* Blocco di testo *
•••••

La normalità non era questa. Ci si era abituati a un’altra realtà, fatta di liste d’attesa infinite, di due anni per ottenere un posto per un anziano, di una spasmodica ricerca di una stanza, di un letto. Poi il mondo è cambiato, e adesso si è di fronte al problema opposto: tutte le case di riposo della provincia di Pordenone sono alla “ricerca” di anziani da ospitare, ma non se ne trovano più. E ogni residenza ha a disposizione una percentuale sempre più alta di letti che restano vuoti. Un esempio? Il complesso dell’Umberto I di Pordenone, cioè il più grande del Friuli Occidentale. Ha venti posti immediatamente liberi. Volendo, ci si può entrare “domani”. Buona notizia? No, pessima notizia. Perché significa che tante famiglie attualmente sono in condizioni di difficoltà relativamente all’assistenza degli anziani. 


IL PUNTO


«Non arrivano domande», è la sintesi estrema - e lancinante - offerta da Giovanni Di Prima, direttore del complesso pordenonese dell’Umberto I. Stessa testimonianza da parte di Alessandro Santoianni, direttore a San Vito. Il mondo delle case di riposo si è bruscamente fermato. E a rimetterci sono tutti: le strutture, le famiglie, ma soprattutto gli anziani, che rischiano di non poter usufruire di un servizio extra-domiciliare fondamentale. La crisi, inoltre, sembra al momento senza uscita. Capire i motivi che vi stanno alla base è il primo passo per superarla.

•••••

* Materiale mostrato *

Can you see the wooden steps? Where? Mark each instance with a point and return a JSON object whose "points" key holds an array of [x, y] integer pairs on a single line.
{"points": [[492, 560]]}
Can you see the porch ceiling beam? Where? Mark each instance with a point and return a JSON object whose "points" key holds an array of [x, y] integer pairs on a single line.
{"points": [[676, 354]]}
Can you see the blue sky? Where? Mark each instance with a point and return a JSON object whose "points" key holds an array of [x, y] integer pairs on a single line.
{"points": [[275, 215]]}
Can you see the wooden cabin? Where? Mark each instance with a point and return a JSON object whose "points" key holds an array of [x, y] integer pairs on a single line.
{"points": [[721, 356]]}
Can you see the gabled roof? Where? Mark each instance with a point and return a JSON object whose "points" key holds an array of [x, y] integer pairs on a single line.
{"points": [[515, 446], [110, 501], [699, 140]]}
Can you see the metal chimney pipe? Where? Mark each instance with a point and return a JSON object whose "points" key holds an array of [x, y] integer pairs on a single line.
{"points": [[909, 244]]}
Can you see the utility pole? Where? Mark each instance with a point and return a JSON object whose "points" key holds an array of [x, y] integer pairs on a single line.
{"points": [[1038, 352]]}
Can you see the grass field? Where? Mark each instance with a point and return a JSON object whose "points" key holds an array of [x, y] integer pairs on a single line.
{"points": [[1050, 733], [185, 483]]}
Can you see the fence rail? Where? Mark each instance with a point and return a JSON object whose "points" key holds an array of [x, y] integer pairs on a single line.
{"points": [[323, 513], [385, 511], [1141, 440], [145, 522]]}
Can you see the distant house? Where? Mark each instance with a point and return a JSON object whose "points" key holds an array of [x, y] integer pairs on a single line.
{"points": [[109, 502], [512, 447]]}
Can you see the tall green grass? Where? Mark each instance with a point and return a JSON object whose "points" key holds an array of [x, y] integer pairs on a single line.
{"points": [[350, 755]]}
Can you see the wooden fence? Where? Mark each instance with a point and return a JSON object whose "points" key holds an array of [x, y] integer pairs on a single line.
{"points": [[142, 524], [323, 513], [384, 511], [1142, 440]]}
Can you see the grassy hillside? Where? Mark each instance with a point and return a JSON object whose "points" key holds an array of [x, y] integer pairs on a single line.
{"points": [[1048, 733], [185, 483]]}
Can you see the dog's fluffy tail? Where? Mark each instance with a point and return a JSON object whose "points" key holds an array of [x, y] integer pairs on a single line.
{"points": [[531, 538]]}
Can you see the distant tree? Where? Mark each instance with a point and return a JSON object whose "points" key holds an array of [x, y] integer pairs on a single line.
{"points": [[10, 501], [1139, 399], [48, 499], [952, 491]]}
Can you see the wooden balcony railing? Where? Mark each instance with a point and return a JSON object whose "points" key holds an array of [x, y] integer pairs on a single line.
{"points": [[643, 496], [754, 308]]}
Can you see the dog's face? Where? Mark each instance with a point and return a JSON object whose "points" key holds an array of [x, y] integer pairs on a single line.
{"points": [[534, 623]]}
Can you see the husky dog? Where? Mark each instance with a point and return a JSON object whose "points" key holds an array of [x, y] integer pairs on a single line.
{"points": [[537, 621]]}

•••••

Riporta tale e quale il passo del testo sulle case di riposo che comincia con le parole contenenti “La normalità non” e finisce con “all’assistenza degli anziani.”. Il materiale viene da un'altra fonte.

La normalità non era questa. Ci si era abituati a un’altra realtà, fatta di liste d’attesa infinite, di due anni per ottenere un posto per un anziano, di una spasmodica ricerca di una stanza, di un letto. Poi il mondo è cambiato, e adesso si è di fronte al problema opposto: tutte le case di riposo della provincia di Pordenone sono alla “ricerca” di anziani da ospitare, ma non se ne trovano più. E ogni residenza ha a disposizione una percentuale sempre più alta di letti che restano vuoti. Un esempio? Il complesso dell’Umberto I di Pordenone, cioè il più grande del Friuli Occidentale. Ha venti posti immediatamente liberi. Volendo, ci si può entrare “domani”. Buona notizia? No, pessima notizia. Perché significa che tante famiglie attualmente sono in condizioni di difficoltà relativamente all’assistenza degli anziani.